[start of Dataset records]

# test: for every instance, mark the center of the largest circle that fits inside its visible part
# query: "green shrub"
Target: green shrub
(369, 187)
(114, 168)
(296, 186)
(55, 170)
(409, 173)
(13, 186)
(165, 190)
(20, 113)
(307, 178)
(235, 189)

[end of Dataset records]

### [What you will do]
Could you reproduce the listing above, swapping each "shrub" for "bush" and leaving everything else unchanged?

### [Finished answer]
# test: for every instance, mark the center of the largest circle that fits inside its visible part
# query: "green bush"
Target: green bush
(369, 187)
(114, 168)
(296, 186)
(55, 170)
(409, 173)
(13, 186)
(165, 190)
(20, 113)
(307, 178)
(235, 189)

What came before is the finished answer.